**Aim of the task**. Reproduce each of the following rows word for word, without changing anything.

[Region annotation entries]

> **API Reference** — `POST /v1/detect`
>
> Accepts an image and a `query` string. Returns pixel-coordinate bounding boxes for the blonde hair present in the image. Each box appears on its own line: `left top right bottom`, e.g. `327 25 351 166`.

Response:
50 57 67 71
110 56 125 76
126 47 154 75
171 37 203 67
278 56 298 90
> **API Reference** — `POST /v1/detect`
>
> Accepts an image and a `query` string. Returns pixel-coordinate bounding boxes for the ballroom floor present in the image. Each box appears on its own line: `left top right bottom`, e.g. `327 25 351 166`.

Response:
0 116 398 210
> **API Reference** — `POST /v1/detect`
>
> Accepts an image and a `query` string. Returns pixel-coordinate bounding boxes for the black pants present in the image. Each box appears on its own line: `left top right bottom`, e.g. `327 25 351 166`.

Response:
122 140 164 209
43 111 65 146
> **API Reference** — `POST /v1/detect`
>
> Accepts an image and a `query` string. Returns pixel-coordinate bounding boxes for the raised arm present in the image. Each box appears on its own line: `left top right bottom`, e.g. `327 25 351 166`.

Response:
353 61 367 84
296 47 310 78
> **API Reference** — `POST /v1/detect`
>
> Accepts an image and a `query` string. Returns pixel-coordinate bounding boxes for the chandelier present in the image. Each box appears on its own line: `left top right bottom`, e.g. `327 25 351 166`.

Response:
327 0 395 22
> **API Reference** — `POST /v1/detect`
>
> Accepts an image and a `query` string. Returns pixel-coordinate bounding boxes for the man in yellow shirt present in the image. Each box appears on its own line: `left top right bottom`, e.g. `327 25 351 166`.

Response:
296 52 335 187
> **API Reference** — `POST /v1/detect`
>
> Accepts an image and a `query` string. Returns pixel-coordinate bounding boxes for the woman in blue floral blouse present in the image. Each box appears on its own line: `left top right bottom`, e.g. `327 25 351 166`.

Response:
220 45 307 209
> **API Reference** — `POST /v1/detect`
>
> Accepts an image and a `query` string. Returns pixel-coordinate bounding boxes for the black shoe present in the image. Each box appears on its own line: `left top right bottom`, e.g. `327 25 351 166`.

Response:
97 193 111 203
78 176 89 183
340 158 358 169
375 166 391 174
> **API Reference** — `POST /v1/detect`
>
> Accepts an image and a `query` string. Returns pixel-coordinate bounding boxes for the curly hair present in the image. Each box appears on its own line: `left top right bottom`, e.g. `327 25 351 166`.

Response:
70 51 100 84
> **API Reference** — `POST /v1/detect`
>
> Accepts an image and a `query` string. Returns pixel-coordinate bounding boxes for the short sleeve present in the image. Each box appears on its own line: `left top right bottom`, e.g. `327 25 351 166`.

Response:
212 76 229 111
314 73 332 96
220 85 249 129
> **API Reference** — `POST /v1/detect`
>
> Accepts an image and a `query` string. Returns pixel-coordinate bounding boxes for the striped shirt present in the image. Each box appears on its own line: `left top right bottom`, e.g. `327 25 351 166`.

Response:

**Written response**.
> **API Reference** — `POST /v1/detect`
>
> Accepts an image and a `query` string. Returns pixel-coordinate bounding boxes for the blonde hair present in the image. Each box appears on its own line: `left top right bottom`, e.g. `327 25 351 166`.

Response:
50 57 67 71
110 56 125 76
126 47 154 75
171 37 203 67
278 56 298 90
> **API Reference** — `POST /v1/detect`
>
> Accepts an image and a `query` string. Returns pixel-coordinate bounding boxes for the ballroom floor present in the image. Each box appears on its own line: `left top right bottom`, e.g. `327 25 351 166`.

Response:
0 116 398 210
> **API Reference** — `POST /v1/detect`
>
> Accepts an image and a `query` string. Returns pixel-coordinate bounding boxes for the black pants present in the image. Each box appears on its own line: `left top right bottom`, e.g. `327 25 351 166`.

Response:
122 140 164 209
43 111 65 146
> **API Reference** — `POST /v1/detect`
>
> Accepts an image and a `query` string. Returns pixel-coordinate bounding boxes for the raised arm present in the image. Each box appears on its own line: `left top right bottom`, e.g. `327 25 351 166`.

Response:
353 61 367 84
296 47 310 78
> **API Reference** — `POST /v1/detect`
>
> Accepts an image and a `query` string. Returns pixel-coordinate bounding boxes for the chandelier present in the image. Each box appears on its own line: `left top right bottom`, e.g. `327 25 351 166`.

Response:
327 0 395 22
> **API Reference** — `POST /v1/detect`
>
> Accepts an image and a `query` string. Returns pixel-coordinate bounding boxes for the man in yellow shirt present in the image. Each box appears on its own line: `left top right bottom`, e.g. `327 25 351 166`.

Response:
296 52 335 187
> **API Reference** — `POST /v1/detect`
>
> Accepts an image and a `query` string. Returns pixel-coordinate bounding boxes for the woman in blue floral blouse present in the image. Each box appears on its own line: `left top right bottom`, e.g. `327 25 351 166`.

Response:
220 45 307 209
> **API Reference** — `POST /v1/detect`
>
> Accepts an image and a `query` string. Returns pixel-coordinate bounding boxes for the black shoe present in the image. Each box appears on its own line: `left top right bottom`, e.g. `327 25 351 166`.

Response:
97 193 111 203
78 176 89 183
340 158 358 169
375 166 391 174
> **API Reference** — `POST /v1/detect`
>
> Accepts an image and a `query` string. Returns pixel-coordinate bounding boxes for the curly hair present in the image. Each box appears on its own line: `left top right bottom`, e.g. `327 25 351 166`.

Response:
70 51 100 84
> **API Reference** — `POST /v1/detect`
>
> Accepts an image and a `query` string. Returns pixel-coordinate bounding boxes for the short sleeve present in the image. Each box appears on its own line: `left top right bottom`, e.g. `327 25 351 166`.

Response:
212 76 229 111
314 73 332 96
220 85 249 129
> **API Reference** — `POST /v1/detect`
>
> Accepts an image and a `query` string. Returns pixel-coordinate bounding boxes for the striped shirt present in the image. Each box appears on its own line: `left top right bottom`, e.g. `327 25 351 166`.

Response:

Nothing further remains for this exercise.